WORK TASK: Return the data that follows exactly as it appears. Pictures do not belong in the copy.
****
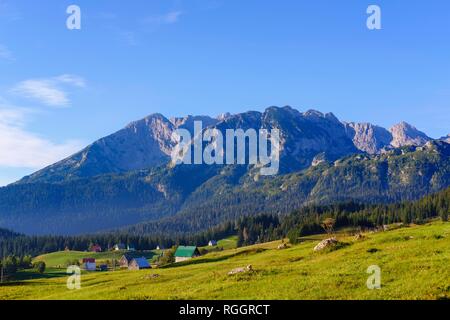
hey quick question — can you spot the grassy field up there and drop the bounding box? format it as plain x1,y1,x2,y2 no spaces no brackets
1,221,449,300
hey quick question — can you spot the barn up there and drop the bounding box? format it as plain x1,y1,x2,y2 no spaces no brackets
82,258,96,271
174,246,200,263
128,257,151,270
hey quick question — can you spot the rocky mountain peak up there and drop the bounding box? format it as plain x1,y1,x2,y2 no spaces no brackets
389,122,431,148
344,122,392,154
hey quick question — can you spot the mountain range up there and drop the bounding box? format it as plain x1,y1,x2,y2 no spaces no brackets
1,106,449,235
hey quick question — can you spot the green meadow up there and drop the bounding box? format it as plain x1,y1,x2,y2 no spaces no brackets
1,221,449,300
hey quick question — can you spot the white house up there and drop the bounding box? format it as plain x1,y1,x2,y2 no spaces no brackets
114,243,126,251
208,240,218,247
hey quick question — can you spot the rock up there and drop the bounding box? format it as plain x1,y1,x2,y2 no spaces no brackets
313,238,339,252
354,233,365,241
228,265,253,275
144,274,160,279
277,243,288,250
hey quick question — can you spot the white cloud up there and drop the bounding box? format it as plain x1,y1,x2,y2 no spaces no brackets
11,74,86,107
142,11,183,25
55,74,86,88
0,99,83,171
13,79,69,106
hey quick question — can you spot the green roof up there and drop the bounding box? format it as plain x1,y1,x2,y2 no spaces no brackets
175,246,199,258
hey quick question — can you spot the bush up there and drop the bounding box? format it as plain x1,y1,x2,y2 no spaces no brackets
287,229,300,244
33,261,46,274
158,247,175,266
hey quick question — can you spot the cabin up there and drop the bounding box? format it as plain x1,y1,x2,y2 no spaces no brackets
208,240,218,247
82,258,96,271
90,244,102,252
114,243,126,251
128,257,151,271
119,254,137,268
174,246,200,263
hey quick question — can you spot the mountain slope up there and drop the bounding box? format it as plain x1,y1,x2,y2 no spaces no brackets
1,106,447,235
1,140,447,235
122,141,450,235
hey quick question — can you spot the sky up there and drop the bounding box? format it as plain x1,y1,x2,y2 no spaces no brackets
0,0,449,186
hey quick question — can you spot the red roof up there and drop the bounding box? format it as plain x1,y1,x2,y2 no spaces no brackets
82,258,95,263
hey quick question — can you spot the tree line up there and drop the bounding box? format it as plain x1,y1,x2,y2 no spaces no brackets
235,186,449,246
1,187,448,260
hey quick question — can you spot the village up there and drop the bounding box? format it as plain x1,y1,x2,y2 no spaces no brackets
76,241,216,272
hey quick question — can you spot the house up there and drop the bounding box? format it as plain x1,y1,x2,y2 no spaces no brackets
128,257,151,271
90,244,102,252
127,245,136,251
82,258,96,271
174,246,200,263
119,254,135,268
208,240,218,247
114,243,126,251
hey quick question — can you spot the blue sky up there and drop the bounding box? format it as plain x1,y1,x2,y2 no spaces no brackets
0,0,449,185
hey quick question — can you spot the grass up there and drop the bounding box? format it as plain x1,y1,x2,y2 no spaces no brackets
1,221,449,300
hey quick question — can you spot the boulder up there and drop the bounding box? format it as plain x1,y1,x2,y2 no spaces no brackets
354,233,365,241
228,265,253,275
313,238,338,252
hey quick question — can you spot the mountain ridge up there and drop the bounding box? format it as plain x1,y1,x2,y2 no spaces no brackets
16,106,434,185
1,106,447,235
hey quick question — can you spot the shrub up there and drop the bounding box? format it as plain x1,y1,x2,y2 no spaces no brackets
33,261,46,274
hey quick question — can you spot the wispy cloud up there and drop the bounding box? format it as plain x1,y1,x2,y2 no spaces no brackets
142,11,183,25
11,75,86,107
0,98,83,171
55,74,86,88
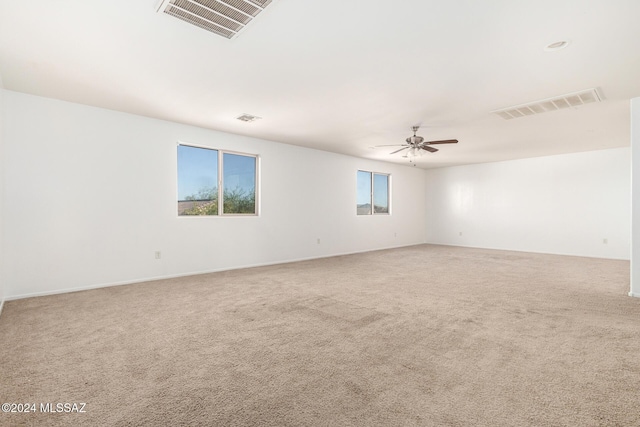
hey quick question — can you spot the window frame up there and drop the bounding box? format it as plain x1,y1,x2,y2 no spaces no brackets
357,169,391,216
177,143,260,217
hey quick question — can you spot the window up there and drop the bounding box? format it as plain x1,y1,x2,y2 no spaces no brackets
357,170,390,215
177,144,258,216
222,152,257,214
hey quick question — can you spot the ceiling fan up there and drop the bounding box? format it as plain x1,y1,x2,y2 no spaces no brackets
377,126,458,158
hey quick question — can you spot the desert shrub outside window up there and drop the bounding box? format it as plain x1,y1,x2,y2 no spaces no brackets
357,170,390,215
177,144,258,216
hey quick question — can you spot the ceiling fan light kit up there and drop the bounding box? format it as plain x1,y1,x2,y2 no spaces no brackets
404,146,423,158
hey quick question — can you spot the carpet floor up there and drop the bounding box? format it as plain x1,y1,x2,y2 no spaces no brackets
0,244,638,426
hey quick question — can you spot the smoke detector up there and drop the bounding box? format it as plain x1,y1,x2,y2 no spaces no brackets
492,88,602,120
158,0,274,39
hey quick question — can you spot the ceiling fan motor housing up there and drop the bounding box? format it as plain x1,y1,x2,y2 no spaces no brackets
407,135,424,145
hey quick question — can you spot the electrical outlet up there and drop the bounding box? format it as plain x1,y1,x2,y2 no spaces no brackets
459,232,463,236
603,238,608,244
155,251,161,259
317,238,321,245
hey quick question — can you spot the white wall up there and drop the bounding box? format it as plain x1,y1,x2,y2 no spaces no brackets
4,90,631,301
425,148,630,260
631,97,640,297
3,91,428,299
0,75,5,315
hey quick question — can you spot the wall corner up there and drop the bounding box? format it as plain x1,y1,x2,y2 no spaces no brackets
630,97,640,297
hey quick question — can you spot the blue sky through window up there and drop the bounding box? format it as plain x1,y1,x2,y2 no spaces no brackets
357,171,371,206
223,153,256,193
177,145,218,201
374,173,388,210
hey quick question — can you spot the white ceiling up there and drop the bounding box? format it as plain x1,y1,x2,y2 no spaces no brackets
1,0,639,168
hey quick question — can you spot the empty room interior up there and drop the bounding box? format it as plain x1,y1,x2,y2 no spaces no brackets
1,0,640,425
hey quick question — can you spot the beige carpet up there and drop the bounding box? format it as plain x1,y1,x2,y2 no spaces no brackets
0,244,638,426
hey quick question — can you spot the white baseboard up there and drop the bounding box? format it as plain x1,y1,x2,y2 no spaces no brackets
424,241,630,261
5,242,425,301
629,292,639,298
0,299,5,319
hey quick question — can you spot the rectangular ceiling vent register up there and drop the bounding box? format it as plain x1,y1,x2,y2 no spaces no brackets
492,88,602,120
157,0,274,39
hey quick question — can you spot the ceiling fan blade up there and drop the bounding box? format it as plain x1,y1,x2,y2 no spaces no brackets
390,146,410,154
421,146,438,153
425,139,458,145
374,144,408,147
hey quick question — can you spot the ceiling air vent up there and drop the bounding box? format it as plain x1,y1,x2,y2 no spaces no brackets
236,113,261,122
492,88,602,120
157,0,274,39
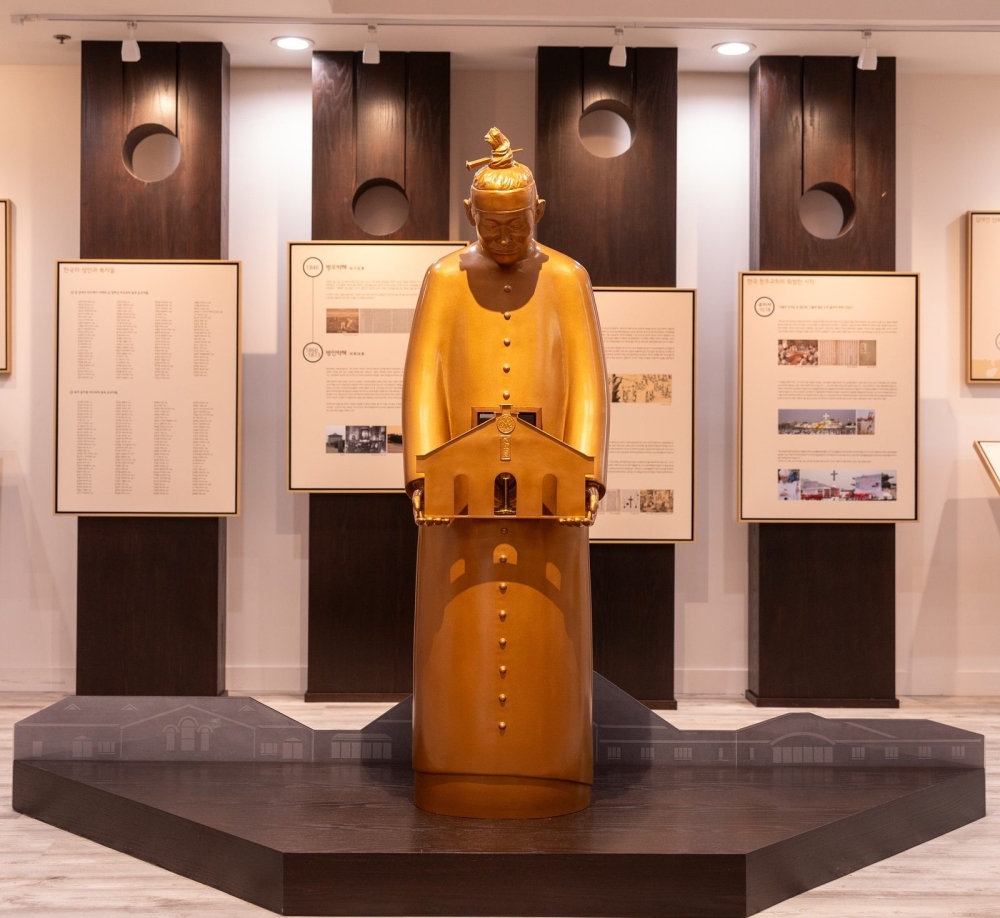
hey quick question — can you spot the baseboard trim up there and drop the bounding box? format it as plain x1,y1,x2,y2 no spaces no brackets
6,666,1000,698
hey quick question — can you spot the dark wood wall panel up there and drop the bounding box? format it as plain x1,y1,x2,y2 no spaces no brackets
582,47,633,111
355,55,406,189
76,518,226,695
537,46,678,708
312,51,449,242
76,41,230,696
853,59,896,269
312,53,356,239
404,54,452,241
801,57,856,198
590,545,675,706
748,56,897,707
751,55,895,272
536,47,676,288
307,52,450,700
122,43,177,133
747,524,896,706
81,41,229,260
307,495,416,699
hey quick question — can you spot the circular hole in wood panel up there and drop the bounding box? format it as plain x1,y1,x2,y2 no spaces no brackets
****
SOLUTION BELOW:
hey quick question — can you spot the grassy field up there and drop the bounding box? format it as plain x1,y1,x2,y2 no spaces no brackets
1,221,449,300
hey quick question — can you spot the barn up there and drop the bounding box? format it as plain x1,y1,x2,y2 no spaces no brackets
82,258,96,271
174,246,200,263
128,257,151,270
hey quick question — can you spot the rocky mountain peak up there and drop the bounding box? format it as plain x1,y1,x2,y2 no spaces no brackets
389,122,431,148
344,122,392,154
hey quick question — can you spot the mountain range up there and drop the bounding box? format it as plain x1,y1,x2,y2 no spaces no brackets
1,106,449,235
hey quick question — can you spot the green meadow up there and drop the bounding box? format it as plain x1,y1,x2,y2 no spaces no brackets
1,221,449,300
hey quick question — can you spot the white house up there and drop the bounding box? format it as plain x1,y1,x2,y2 no spaces no brackets
114,243,126,251
208,240,218,247
hey quick question — can you spot the rock up there and drop the bounding box? format it as plain x1,y1,x2,y2 no spaces no brackets
313,238,339,252
354,233,365,241
228,265,253,275
144,274,160,279
277,243,288,250
hey quick question — can you spot the white cloud up there and drop the bounding box? format it as plain x1,y1,x2,y2 no spaces no brackets
11,74,86,107
142,11,183,25
55,74,86,88
0,99,83,171
13,79,69,106
hey quick question — can you spot the green roof up there and drop the bounding box? format it as plain x1,y1,x2,y2 no spaces no brackets
175,246,199,258
hey quick question — can you spot the bush up there and drop the bounding box? format it as plain x1,y1,x2,y2 no spaces no brackets
287,229,300,244
33,261,46,274
158,247,175,266
hey quick question — can you spot the cabin up there and drop the bounding box? format it as plain x1,y1,x2,y2 no spaces no brackets
208,240,218,247
82,258,96,271
90,244,102,252
114,243,126,251
128,257,151,271
119,254,137,268
174,246,200,263
hey quick question — can you spot the mountain slope up there and drop the bounding box? format it as plain x1,y1,x2,y2 no spaces no brackets
1,106,447,235
1,140,447,235
122,141,450,235
hey quick question — can you spot the sky up there and drop the bounding box? format it as plain x1,y1,x2,y2 no spaces no brackets
0,0,449,186
hey quick question — can you spot the red roof up there and drop the bounding box? format it as plain x1,y1,x2,y2 no spaces no brackets
82,258,95,263
hey quick question — can you spot the tree line up there and drop the bounding box? format it as plain x1,y1,x2,y2 no spaces no brackets
235,186,449,246
1,187,448,260
hey quick question — can you spot the village up there and drop the bounding box? format it as plain x1,y1,x2,y2 no spaces no brackets
76,241,216,272
hey quick question — can you spot the house up there and drop the bounding box? format it as plain x1,y1,x2,y2 no spaces no brackets
128,257,151,271
90,244,102,252
127,245,136,251
82,258,96,271
174,246,200,263
119,254,135,268
208,240,218,247
114,243,126,251
hey quick question — can you spot the blue sky up there and drop the bounding box? format it as plain x1,y1,x2,y2 no spaces no brackets
0,0,449,185
hey quick question — can you spot the grass up there and drop the bounding box? format it as plain x1,y1,x2,y2 no spaces no brackets
1,221,449,300
hey quick question — can you spot the boulder up there and drop the bounding box? format it as plain x1,y1,x2,y2 no spaces no brackets
354,233,365,241
228,265,253,275
313,238,338,252
hey quick question — can you spot the mountain ridge up there and drop the bounding box? format it as plain x1,y1,x2,y2 no spaces no brackets
16,106,434,185
1,106,447,235
hey quick question — can you spot the shrub up there and drop the bounding box? format it as plain x1,y1,x2,y2 no spaces no brackets
33,261,46,274
hey quick question — can you spot the wispy cloud up there and drop the bounding box? format it as plain x1,y1,x2,y2 no spaces no brackets
142,11,183,25
11,75,86,107
0,98,83,171
55,74,86,88
hey quick question — can you spot the window frame up there and drop the bounding box? format it as plain x1,y1,x2,y2 no spaces no brackets
357,169,391,216
177,143,260,217
hey quick question — can you spot the window up there and drop the bounding box? format it as plain x1,y1,x2,y2 no spaces no brackets
357,170,390,215
177,144,258,216
222,152,257,214
hey quick question — can you spot the ceiling fan up there and drop the bounding box? format it as plain x1,y1,x2,y2 no spaces no brackets
377,126,458,158
hey quick question — can you spot the desert shrub outside window up there and drop the bounding box? format it as plain x1,y1,x2,y2 no spaces no brackets
357,170,390,215
177,144,258,216
hey quick question — can you spot the ceiling fan light kit up there and drop the bounding box? format it as plain x1,y1,x2,y2 no spaces no brackets
404,146,423,158
hey quick question — can you spot the carpet floor up there and drop the bounding box? format it as plain x1,y1,x2,y2 no spaces no brackets
0,244,638,426
hey quick question — can you spot the smoke detector up there and drop the bounding box? format it as plain x1,y1,x2,y2 no spaces no brackets
492,88,602,120
158,0,274,39
hey quick question — can you spot the ceiling fan motor housing up there and drop the bounding box? format it as plain x1,y1,x2,y2 no spaces no brackets
407,135,424,145
hey quick question — can you spot the electrical outlet up there and drop the bounding box? format it as plain x1,y1,x2,y2 no spaces no brackets
459,232,463,236
603,238,608,244
155,251,161,259
317,238,321,245
hey quick question — can you spot the white wall up there and drop the bounding box? format it as plain x1,y1,x2,y2 no spaces no brackets
4,90,631,301
425,148,630,260
631,97,640,297
3,91,428,299
0,75,5,315
hey quick question — can you spot the wall corner up there and drop the bounding box? format it as plain x1,y1,x2,y2 no spaces no brackets
630,97,640,297
hey quick question — can you spot the blue sky through window up there and drop the bounding box? format it as plain x1,y1,x2,y2 no spaces no brackets
357,171,371,206
223,153,256,193
177,145,218,201
374,173,388,210
hey quick question — can you spot the white ceiling up there and drop the bounding box? format it as plain x1,y1,x2,y2 no spaces no brackets
1,0,639,168
hey quick question — can you spot the empty room interior up there and drop the bounding box? format it as plain x1,y1,x2,y2 no spaces no brackets
1,0,640,425
hey quick question — can you spot the beige carpet up there and drop the bounding box? format it as plain x1,y1,x2,y2 no spaces no brackets
0,244,638,426
hey quick question — can you spot the white baseboard up there and drop the bounding box? format it as plain x1,y1,x2,y2 no spaces no brackets
424,241,630,261
5,242,425,301
629,292,639,298
0,299,5,319
hey quick question — can you spot the rectangular ceiling vent register up there and drop the bounding box? format it as plain x1,y1,x2,y2 no spaces no brackets
492,88,602,120
157,0,274,39
hey quick question — can you spot the ceiling fan blade up there and drop the bounding box? format it as plain x1,y1,x2,y2 no spaces no brackets
390,146,410,154
421,146,438,153
425,139,458,145
374,144,408,147
hey quick question — can you spot the ceiling air vent up there and drop the bounding box? format it as plain x1,y1,x2,y2 no spaces no brackets
236,113,261,122
492,88,602,120
157,0,274,39
hey quick question — can you spot the baseboard trim up there and drop the bounding box? format it as plain x1,y1,x2,y2 no spaces no brackets
6,666,1000,698
hey quick question — can you spot the dark wood wall panel up there and drop the bounding box? format it as plain x1,y1,x2,y2 no spaces no brackets
582,47,633,111
355,55,406,189
76,518,226,695
537,46,678,708
312,51,449,242
76,41,230,696
853,59,896,269
312,53,356,239
404,54,452,241
801,57,856,198
590,545,675,706
748,56,897,707
751,55,895,272
536,47,676,288
307,52,450,700
122,43,177,133
747,524,896,706
81,41,229,260
307,495,416,699
hey quick question — can you spot the circular hole in wood panel up there and drop the bounding box? format it as plain x1,y1,x2,y2 no spaces no brackets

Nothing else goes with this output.